* **EXTRAIT FOURNI**:
COMPTE RENDU DE MISSION
Rédigé par : Mme Saran Touré, Présidente du FONGDD

JUIN 2017

SOMMAIRE

ABREVIATIONS 3
I. NTRODUCTION 4
II. DEROULEMENT 4
2.1. Objectifs visés 4
2.2. Communications 5
2.3. Séances de discussions en petits groupes 10
III. LES ENSEIGNEMENTS TIRES DES RESTITUTIONS DES DIFFERENTS GROUPES 12
IV. CONCLUSION 13

QUELQUES ABREVIATIONS
CEDEAO: Communauté Economique Des Etats de l’Afrique de L’ouest
CENTIF : Cellule nationale de Traitement des Informations Financières
CRF: Cellule de Renseignements Financiers
CGSC : Centre Global de Sécurité Coopérative
DECT : Direction Exécutive du Comité contre le Terrorisme
FONDD : Forum des ONG pour le Développement Durable
GAFI : Groupe d’Action Financière
DOS : Déclaration d’Opération Suspecte
GIABA : Groupe Intergouvernemental d’Action contre le Blanchiment d’Argent
LBC : Lutte contre le Blanchiment de Capitaux
LFT : Lutte contre le Financement du Terrorisme
MATD : Ministère de l’Administration du Territoire et de la Décentralisation
NU :Nations Unies
NPO : Non Profit Organisation
NNNGO : Nigeria Network of NGO
ONBL : Organisation à But Non Lucratif
ONG : Organisation non Gouvernementale
SERPROMA : Service National de Réglementation et de Promotion des Organisations Non Gouvernementales et du Mouvement Associatif
WANEP: West Africa Network for Peacebuilding
I. NTRODUCTION
Le présent rapport rend compte du déroulement de l’atelier régional sur la prévention d’abus terroristes des organisations à but non lucratif (OBNL). Un atelier organisé par le Groupe Intergouvernemental d’Action contre le Blanchiment d’Argent (GIABA) et le Global center on Coopérative Sécurity (CGSC) avec l’appui financier du gouvernement américain parrain de l’initiative.
Ont pris part à la rencontre de Dakar plus de 40 participant(e)s venus des pays de l’espace CEDEAO et de l’Europe.
La délégation guinéenne de 2 membres était composée de :
 Mr Seny Soumah, Directeur National adjoint du Service National de la Réglementation et de Promotion des Organisations Non Gouvernementales et du Mouvement Associatif en abrégée SERPROMA ;
 Mme Saran TOURE, Présidente du Forum des ONG pour le Développement Durable (FONGDD).

II. DEROULEMENT
L’atelier sur la prévention de l’utilisation abusive des organisations à but non lucratif par les terroristes s’est déroulé du 1er au 3 juin 2015 à l’Hôtel RadissonBlu de Dakar au Sénégal.
2.1. Objectifs visés :
 Informer et sensibiliser l’ensemble des acteurs (décideurs, régulateurs, services financiers, services de répression et Organisations à but non lucratifs sur les risques d’utilisation abusive des OBNL par les réseaux terroristes
 et trouver des solutions faces à ces risques.

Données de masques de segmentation
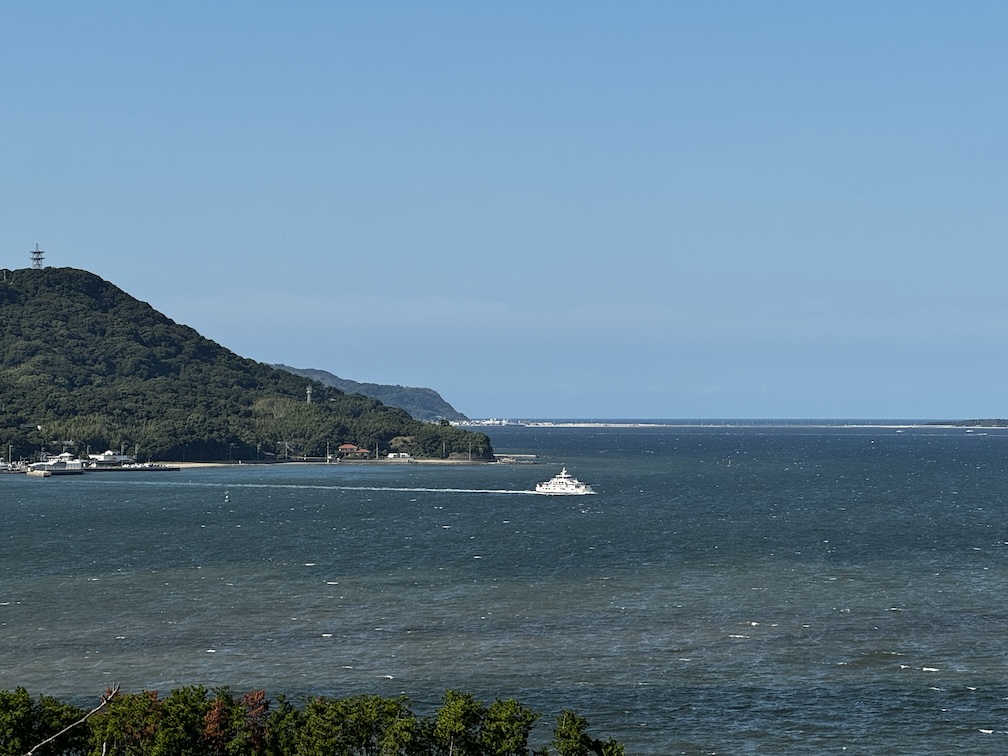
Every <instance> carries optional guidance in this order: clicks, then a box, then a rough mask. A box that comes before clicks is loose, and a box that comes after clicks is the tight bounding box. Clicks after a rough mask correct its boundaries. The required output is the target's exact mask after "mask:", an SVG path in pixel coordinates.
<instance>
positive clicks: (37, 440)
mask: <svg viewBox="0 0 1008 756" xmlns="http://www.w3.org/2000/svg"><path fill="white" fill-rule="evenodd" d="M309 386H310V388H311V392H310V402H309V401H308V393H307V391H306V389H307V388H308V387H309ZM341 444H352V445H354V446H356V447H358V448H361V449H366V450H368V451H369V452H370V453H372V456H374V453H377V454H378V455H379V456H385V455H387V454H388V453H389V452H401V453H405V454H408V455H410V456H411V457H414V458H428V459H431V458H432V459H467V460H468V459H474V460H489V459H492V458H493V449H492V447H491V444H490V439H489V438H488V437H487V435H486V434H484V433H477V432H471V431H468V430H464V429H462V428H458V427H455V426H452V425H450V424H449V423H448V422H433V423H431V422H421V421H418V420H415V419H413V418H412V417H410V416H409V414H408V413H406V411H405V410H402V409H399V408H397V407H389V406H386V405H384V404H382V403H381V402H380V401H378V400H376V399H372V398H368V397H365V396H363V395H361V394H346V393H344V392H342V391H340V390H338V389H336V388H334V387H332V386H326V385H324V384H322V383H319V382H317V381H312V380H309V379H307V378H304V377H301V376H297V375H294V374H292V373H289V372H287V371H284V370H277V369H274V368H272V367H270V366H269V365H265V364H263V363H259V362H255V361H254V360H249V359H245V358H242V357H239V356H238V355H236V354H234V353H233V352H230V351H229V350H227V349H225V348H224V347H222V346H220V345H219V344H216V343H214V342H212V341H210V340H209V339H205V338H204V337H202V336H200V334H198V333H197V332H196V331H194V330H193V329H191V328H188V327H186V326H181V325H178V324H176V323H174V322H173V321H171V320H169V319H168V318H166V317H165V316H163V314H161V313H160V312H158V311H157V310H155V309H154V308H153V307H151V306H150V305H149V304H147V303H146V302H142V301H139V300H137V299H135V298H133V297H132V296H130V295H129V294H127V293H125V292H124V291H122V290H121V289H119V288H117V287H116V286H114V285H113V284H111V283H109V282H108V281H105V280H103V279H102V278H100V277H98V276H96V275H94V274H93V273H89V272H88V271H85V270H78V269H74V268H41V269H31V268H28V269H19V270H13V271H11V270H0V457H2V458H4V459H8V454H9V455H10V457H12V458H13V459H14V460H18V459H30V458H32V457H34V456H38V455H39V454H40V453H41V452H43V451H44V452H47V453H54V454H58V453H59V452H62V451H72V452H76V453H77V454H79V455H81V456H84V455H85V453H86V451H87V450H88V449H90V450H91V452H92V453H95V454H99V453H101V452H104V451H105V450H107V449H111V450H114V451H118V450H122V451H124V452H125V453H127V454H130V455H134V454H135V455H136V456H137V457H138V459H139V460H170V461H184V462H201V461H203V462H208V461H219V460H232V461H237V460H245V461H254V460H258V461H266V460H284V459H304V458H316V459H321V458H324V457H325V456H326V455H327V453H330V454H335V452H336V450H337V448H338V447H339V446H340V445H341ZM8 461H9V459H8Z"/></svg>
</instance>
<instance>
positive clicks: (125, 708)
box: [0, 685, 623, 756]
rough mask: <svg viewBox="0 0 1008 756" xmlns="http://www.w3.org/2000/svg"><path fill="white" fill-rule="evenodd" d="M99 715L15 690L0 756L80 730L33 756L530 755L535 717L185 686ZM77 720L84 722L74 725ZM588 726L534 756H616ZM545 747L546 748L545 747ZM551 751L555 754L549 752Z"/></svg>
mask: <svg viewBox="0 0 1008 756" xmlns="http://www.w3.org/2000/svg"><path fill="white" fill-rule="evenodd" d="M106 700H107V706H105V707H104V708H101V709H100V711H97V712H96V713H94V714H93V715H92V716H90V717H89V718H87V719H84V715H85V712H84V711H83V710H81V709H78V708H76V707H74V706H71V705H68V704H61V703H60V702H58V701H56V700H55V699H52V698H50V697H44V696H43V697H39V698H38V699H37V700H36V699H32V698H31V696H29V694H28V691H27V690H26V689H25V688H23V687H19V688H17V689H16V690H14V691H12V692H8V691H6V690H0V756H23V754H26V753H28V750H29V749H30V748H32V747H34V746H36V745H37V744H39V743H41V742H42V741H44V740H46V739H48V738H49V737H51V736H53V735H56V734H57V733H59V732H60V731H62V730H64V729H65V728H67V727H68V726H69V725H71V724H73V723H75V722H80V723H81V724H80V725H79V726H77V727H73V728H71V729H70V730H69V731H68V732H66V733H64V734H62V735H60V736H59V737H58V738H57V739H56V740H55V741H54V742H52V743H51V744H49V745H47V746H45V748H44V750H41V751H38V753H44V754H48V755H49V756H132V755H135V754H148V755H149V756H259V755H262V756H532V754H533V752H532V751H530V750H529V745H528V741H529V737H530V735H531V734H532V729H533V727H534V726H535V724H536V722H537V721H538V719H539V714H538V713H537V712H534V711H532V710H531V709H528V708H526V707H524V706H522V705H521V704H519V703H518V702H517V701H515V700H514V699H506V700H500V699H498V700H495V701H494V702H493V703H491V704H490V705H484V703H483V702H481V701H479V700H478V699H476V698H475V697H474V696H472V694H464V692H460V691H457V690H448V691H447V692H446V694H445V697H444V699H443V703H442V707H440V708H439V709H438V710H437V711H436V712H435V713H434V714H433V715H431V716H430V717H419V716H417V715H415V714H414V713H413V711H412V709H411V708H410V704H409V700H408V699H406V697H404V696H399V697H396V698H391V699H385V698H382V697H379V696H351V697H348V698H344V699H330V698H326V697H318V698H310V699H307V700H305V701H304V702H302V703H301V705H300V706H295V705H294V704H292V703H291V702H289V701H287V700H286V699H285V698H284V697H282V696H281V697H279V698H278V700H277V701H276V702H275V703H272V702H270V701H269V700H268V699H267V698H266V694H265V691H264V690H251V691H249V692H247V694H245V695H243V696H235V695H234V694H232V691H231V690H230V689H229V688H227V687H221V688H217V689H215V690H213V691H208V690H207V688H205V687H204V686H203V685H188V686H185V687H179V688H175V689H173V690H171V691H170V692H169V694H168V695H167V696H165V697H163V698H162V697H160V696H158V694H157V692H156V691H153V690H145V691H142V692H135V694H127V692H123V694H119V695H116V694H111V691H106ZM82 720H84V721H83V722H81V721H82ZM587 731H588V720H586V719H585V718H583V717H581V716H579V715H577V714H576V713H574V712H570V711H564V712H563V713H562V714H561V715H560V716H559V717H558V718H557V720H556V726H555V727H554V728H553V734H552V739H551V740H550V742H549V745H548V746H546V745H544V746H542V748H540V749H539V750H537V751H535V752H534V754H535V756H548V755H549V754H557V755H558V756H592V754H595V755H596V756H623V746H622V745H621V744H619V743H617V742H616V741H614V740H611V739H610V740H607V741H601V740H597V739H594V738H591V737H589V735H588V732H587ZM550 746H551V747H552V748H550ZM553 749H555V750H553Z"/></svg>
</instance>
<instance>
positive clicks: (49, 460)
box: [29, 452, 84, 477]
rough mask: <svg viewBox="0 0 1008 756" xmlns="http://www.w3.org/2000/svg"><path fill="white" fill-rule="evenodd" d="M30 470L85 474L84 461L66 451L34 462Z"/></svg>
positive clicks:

* **CONSIGNES DE TRAVAIL**: Reproduisez le passage du compte rendu de mission qui commence aux mots « La délégation guinéenne » et s'arrête après les mots « Développement Durable (FONGDD). ».

* **RÉPONSE ATTENDUE**:
La délégation guinéenne de 2 membres était composée de :
 Mr Seny Soumah, Directeur National adjoint du Service National de la Réglementation et de Promotion des Organisations Non Gouvernementales et du Mouvement Associatif en abrégée SERPROMA ;
 Mme Saran TOURE, Présidente du Forum des ONG pour le Développement Durable (FONGDD).